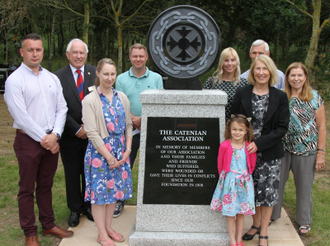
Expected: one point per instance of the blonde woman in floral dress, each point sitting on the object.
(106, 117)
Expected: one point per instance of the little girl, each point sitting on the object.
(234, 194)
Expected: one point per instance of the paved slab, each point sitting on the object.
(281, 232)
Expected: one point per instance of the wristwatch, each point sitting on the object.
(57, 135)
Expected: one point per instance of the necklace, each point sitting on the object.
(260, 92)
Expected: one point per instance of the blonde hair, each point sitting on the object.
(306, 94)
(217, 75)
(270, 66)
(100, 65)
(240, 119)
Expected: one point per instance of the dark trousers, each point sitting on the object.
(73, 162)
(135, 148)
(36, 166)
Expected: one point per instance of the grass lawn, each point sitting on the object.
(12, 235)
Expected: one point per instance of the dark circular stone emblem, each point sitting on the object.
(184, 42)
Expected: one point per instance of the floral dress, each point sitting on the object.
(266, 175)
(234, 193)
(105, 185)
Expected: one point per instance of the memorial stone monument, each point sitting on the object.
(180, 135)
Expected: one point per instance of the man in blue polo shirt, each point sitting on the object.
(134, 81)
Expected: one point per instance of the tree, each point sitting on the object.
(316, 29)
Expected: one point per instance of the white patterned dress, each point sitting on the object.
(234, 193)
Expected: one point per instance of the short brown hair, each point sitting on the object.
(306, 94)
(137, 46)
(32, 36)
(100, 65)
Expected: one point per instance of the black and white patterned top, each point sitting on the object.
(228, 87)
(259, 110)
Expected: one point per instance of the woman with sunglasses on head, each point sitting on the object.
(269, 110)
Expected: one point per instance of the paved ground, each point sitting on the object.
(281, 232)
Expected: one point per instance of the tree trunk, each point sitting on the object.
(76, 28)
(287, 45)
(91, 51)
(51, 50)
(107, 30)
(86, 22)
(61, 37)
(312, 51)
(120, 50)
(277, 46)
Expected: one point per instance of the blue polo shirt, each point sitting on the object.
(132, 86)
==
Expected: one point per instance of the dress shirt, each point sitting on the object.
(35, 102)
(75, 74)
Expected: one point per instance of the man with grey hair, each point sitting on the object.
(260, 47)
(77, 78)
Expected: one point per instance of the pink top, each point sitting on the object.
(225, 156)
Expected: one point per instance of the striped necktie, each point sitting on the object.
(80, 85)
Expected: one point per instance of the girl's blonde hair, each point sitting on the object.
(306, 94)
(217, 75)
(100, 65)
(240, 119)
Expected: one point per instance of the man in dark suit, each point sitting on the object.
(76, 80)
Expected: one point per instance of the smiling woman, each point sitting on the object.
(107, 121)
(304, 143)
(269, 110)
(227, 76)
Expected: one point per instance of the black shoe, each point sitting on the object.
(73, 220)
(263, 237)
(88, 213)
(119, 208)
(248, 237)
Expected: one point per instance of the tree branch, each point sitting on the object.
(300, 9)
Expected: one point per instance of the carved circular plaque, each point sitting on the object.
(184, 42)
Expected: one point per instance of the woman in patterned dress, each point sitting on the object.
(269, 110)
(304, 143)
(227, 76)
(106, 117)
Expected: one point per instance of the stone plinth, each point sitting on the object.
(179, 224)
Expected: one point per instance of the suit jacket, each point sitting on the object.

Stated problem>
Please rename "stone plinth" to "granite plinth" in the entries from the line with "Expected: one point per instance of the carved" up to and including the line with "Expected: one point per instance of the suit". Give only those lines, with nothing else changed.

Output for this exercise>
Expected: one point per instance of the carved circular plaque, each point sitting on the object.
(184, 42)
Expected: one point per instance of the woman in patterned dress, each point sitting on the object.
(269, 110)
(304, 143)
(227, 76)
(106, 117)
Expected: one point per instance of the granite plinth, each point sitting on the object.
(179, 224)
Expected: one point per instance of the suit jacket, each point sitting on the object.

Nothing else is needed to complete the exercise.